What to produce ▸
Swap "swimming pool" for "outdoor pool" in the material, starting with the line that contains "of the blue" and going on through the line that contains "[(321, 439)]". Give back only those lines, with everything else left unchanged.

Listing ▸
_ _ _
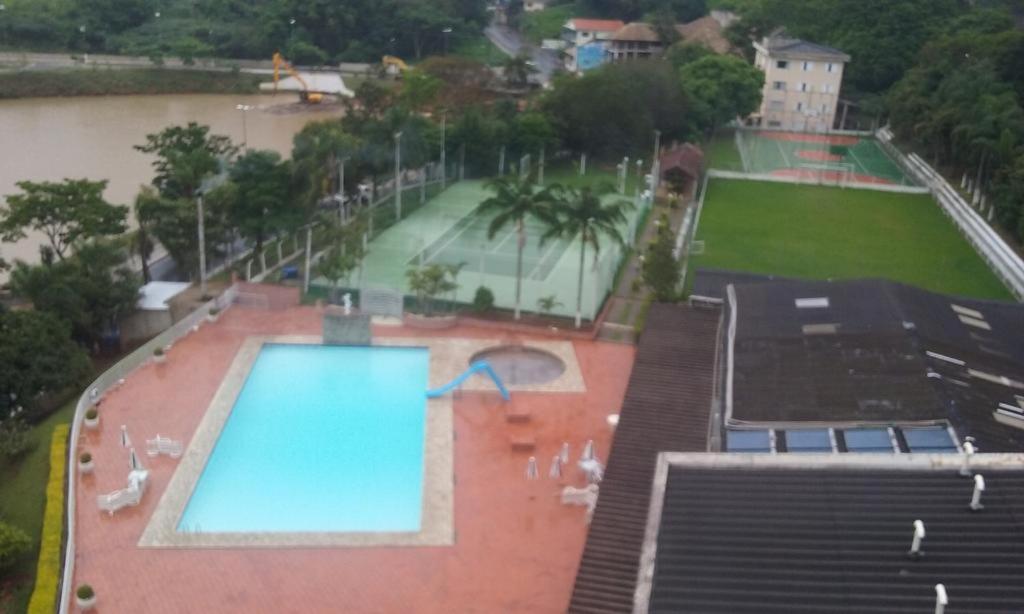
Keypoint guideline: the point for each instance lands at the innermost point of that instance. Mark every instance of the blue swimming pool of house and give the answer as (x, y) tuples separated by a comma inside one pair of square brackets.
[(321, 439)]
_ _ _
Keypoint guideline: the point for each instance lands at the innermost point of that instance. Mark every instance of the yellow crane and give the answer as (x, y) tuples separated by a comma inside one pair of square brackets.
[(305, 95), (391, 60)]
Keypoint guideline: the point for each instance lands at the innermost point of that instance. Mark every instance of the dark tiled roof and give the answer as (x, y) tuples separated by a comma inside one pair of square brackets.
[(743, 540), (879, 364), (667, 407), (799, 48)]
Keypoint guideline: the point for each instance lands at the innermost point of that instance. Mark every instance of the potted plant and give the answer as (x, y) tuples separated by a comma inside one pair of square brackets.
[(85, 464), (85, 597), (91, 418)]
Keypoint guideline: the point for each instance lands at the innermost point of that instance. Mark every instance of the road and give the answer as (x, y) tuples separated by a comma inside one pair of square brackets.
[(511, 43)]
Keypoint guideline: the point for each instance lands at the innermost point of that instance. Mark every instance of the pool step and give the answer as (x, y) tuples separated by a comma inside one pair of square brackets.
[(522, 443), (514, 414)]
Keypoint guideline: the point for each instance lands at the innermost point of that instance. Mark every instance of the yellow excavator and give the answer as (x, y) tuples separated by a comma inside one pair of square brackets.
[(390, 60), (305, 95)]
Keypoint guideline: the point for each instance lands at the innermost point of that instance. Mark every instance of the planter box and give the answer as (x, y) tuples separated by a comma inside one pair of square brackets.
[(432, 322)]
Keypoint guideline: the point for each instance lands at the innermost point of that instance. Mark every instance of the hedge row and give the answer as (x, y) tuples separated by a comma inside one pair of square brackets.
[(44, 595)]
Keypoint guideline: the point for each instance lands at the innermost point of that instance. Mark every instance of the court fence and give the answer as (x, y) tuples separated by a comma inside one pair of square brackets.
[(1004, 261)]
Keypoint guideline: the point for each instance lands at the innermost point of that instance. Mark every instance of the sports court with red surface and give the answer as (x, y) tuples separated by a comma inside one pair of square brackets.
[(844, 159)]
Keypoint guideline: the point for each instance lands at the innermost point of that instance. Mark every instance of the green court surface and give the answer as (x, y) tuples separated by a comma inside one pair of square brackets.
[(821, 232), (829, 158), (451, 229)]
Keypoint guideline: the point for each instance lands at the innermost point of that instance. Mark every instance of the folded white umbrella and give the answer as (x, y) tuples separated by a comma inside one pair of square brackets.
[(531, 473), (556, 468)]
_ _ _
Written response ▸
Keypoint guideline: the point for each instance lands at the innermost point of that instance. Mark every instance of the blue outdoor pool of house and give the answer as (x, y) tuples separated by a comma inside one pair of square brackets.
[(321, 439)]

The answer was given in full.